--- start PASSAGE GIVEN ---
Live album by Zach Bryan
- Released: December 25, 2022
- Recorded: November 3, 2022
- Venue: Red Rocks Amphitheatre, Morrison, Colorado, U.S.
- Genre: Country
- Length: 97:11
- Label: Belting Bronco; Warner;

Zach Bryan chronology
| Summertime Blues (2022) | All My Homies Hate Ticketmaster (Live from Red Rocks) (2022) | Zach Bryan (2023) |

= All My Homies Hate Ticketmaster (Live from Red Rocks) =

All My Homies Hate Ticketmaster (Live from Red Rocks) is the first live album by American singer-songwriter Zach Bryan, released on December 25, 2022, through Belting Bronco and Warner Records. It was recorded at the Red Rocks Amphitheatre in Morrison, Colorado on November 3, 2022, during the American Heartbreak Tour.
--- end PASSAGE GIVEN ---
__GOAL OF THE EXERCISE__. Please restate the album entry between "- Genre: Country" and "American Heartbreak Tour.", inclusive, swapping each "Zach Bryan" for "Bryan".
--- start ENTRIES SHOWN ---
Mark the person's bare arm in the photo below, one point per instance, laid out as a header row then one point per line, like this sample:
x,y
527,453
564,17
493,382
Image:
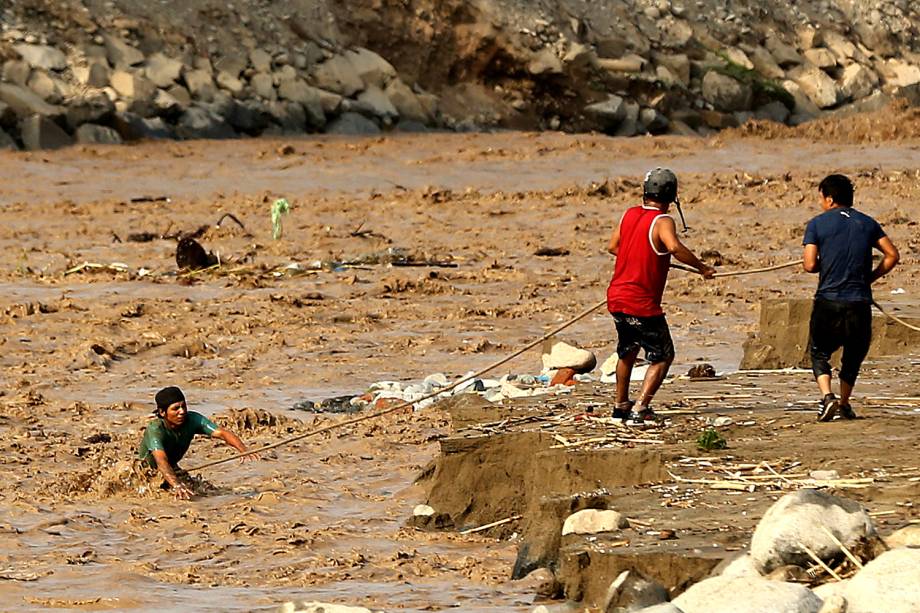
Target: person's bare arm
x,y
665,234
234,441
614,245
890,258
165,468
810,260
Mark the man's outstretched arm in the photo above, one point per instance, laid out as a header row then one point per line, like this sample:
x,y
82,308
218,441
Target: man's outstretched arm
x,y
890,258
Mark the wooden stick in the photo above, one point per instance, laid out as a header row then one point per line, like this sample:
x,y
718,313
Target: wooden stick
x,y
814,556
843,548
494,524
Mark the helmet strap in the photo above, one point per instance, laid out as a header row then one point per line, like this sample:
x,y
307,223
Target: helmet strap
x,y
681,213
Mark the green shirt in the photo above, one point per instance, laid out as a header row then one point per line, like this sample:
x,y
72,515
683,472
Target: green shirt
x,y
158,436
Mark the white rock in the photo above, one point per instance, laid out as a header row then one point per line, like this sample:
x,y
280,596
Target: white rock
x,y
557,354
594,521
817,85
890,583
799,519
747,595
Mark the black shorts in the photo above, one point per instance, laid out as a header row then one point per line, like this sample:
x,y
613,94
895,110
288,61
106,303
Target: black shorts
x,y
840,324
648,333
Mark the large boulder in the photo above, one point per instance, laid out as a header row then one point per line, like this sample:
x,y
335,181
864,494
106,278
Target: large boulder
x,y
857,81
370,67
817,85
42,56
338,75
199,122
40,132
608,114
25,102
120,54
594,521
748,594
163,71
889,583
725,93
631,592
800,518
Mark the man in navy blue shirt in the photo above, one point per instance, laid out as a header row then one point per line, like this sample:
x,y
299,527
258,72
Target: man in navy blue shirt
x,y
838,246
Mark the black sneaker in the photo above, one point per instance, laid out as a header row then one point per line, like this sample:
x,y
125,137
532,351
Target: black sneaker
x,y
623,410
643,418
846,411
829,408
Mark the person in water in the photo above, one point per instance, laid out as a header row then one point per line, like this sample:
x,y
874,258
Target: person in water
x,y
168,437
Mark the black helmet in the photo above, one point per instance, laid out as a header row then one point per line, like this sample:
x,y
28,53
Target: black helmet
x,y
660,185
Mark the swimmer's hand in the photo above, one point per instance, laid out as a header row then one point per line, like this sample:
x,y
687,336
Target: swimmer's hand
x,y
181,492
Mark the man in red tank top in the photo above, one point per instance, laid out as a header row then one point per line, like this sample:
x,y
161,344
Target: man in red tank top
x,y
644,242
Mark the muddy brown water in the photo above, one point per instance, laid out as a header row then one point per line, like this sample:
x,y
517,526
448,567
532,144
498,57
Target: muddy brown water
x,y
323,520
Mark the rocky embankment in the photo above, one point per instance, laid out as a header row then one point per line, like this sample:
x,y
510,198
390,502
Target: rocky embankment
x,y
94,72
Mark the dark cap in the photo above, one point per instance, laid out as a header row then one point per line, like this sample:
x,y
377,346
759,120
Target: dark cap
x,y
660,185
167,396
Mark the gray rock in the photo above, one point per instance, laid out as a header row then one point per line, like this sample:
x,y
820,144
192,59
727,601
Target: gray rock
x,y
821,57
261,60
764,63
263,85
370,67
857,81
405,102
784,55
331,102
748,594
7,143
609,113
42,56
338,75
230,83
890,583
96,74
200,84
908,536
817,85
199,122
353,124
133,127
678,64
181,95
653,121
545,62
250,117
232,64
92,107
379,103
16,72
289,116
631,592
163,71
772,111
25,103
120,54
46,87
93,134
725,93
40,132
799,519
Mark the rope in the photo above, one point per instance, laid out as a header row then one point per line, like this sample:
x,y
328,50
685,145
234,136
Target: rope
x,y
407,404
490,367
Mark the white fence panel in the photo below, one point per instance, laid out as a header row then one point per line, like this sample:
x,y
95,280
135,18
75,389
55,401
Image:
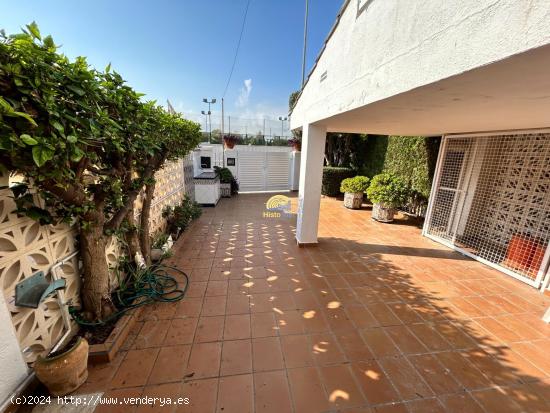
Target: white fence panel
x,y
277,171
251,171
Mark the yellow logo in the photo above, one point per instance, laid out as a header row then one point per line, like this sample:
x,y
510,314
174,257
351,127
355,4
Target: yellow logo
x,y
277,205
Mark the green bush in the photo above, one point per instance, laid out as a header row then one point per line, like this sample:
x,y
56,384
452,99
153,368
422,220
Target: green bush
x,y
389,190
355,185
180,216
226,177
333,177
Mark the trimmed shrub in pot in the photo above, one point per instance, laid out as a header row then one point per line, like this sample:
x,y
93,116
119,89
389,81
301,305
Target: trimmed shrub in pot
x,y
228,184
296,144
387,192
333,177
353,189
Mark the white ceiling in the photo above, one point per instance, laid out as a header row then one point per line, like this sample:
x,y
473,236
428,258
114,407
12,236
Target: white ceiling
x,y
513,93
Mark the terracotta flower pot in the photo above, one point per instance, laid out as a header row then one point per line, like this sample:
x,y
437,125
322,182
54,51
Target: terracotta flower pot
x,y
382,213
353,200
66,372
229,143
524,253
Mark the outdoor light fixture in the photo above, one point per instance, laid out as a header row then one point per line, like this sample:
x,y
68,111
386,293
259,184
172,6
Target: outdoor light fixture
x,y
282,119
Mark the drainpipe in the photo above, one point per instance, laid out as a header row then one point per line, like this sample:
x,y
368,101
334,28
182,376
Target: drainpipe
x,y
62,306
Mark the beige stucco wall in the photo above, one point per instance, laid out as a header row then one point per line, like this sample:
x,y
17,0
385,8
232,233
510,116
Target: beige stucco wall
x,y
393,46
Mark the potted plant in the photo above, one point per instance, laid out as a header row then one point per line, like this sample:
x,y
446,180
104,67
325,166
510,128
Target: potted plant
x,y
353,189
162,243
229,141
228,183
296,144
387,192
65,371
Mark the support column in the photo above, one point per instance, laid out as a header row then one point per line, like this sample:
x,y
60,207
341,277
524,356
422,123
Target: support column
x,y
311,174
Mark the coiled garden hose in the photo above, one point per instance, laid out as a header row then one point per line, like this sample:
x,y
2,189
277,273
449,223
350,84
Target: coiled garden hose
x,y
144,286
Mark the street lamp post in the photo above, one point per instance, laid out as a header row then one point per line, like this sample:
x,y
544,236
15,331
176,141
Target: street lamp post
x,y
210,102
282,119
206,115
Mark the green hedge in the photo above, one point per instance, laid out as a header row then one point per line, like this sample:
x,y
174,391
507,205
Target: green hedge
x,y
333,177
411,158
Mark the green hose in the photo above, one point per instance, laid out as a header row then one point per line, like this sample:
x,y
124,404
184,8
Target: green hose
x,y
145,286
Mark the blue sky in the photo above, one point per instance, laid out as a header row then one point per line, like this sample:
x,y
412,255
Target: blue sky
x,y
183,50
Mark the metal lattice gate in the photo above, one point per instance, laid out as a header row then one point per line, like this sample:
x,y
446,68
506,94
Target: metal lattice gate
x,y
491,201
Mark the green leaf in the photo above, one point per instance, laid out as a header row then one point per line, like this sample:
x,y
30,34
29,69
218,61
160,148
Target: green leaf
x,y
42,154
77,90
77,155
23,115
58,126
28,140
33,28
5,106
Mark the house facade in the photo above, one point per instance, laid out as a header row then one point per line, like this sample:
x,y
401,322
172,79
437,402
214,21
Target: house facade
x,y
474,72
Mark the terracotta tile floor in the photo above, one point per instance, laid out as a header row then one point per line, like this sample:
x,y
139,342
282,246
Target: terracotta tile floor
x,y
374,319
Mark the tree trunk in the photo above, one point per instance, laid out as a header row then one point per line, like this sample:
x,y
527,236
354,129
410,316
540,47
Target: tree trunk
x,y
144,237
96,300
132,238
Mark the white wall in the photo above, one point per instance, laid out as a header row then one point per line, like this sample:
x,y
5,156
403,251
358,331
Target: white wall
x,y
13,369
395,46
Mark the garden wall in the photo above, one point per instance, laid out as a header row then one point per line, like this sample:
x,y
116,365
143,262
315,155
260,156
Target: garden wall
x,y
27,247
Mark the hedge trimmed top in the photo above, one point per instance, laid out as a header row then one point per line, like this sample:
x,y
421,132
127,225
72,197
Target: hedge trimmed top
x,y
357,184
389,190
83,137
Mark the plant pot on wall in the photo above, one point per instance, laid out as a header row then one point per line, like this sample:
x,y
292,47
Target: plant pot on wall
x,y
383,213
296,144
229,141
66,372
353,200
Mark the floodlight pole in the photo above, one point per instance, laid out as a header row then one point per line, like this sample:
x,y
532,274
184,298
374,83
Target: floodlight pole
x,y
305,45
209,101
223,145
282,119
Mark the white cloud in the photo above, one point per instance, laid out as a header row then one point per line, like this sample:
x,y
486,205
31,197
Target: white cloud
x,y
244,94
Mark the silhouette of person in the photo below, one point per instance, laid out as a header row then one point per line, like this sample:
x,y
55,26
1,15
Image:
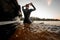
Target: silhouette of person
x,y
27,13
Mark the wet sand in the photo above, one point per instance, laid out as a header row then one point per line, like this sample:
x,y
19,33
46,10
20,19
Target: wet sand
x,y
27,34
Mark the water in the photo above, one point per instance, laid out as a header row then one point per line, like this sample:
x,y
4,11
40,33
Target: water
x,y
49,22
51,26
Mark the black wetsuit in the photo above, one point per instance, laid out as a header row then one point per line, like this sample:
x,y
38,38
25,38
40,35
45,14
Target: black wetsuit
x,y
27,13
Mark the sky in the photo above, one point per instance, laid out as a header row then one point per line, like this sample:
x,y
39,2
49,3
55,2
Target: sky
x,y
44,8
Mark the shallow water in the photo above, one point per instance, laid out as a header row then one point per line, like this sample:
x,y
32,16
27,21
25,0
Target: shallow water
x,y
49,22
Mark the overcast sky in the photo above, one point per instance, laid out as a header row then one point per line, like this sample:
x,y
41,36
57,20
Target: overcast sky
x,y
44,8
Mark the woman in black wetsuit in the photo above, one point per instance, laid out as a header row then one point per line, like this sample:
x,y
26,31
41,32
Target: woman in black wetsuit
x,y
27,13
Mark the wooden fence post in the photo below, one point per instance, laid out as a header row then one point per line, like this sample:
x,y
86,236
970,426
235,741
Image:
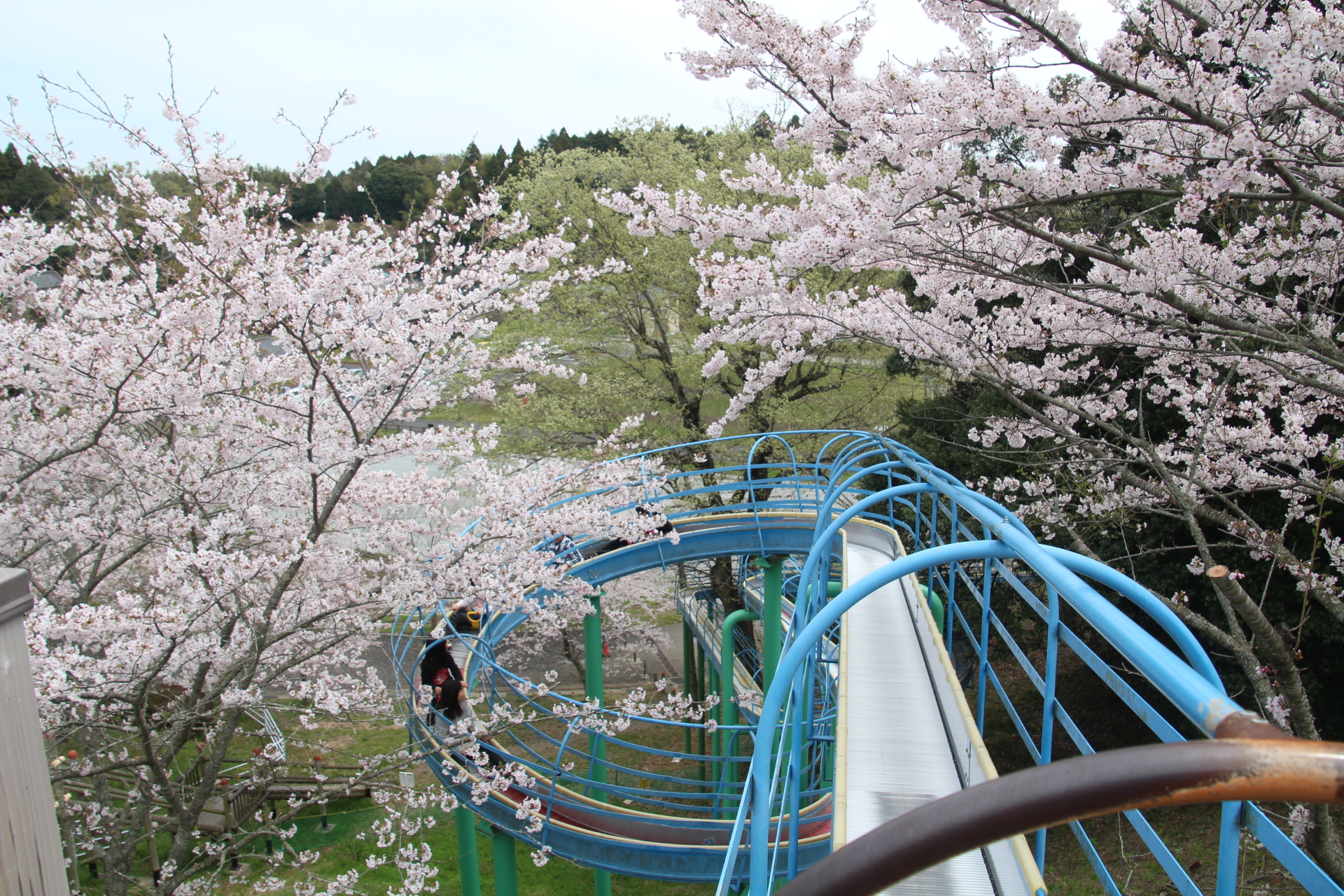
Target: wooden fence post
--- end ENTRIES SHOWN ---
__WRITTEN RESPONSE__.
- Genre: Country
- Length: 97:11
- Label: Belting Bronco; Warner;

Bryan chronology
| Summertime Blues (2022) | All My Homies Hate Ticketmaster (Live from Red Rocks) (2022) | Bryan (2023) |

= All My Homies Hate Ticketmaster (Live from Red Rocks) =

All My Homies Hate Ticketmaster (Live from Red Rocks) is the first live album by American singer-songwriter Bryan, released on December 25, 2022, through Belting Bronco and Warner Records. It was recorded at the Red Rocks Amphitheatre in Morrison, Colorado on November 3, 2022, during the American Heartbreak Tour.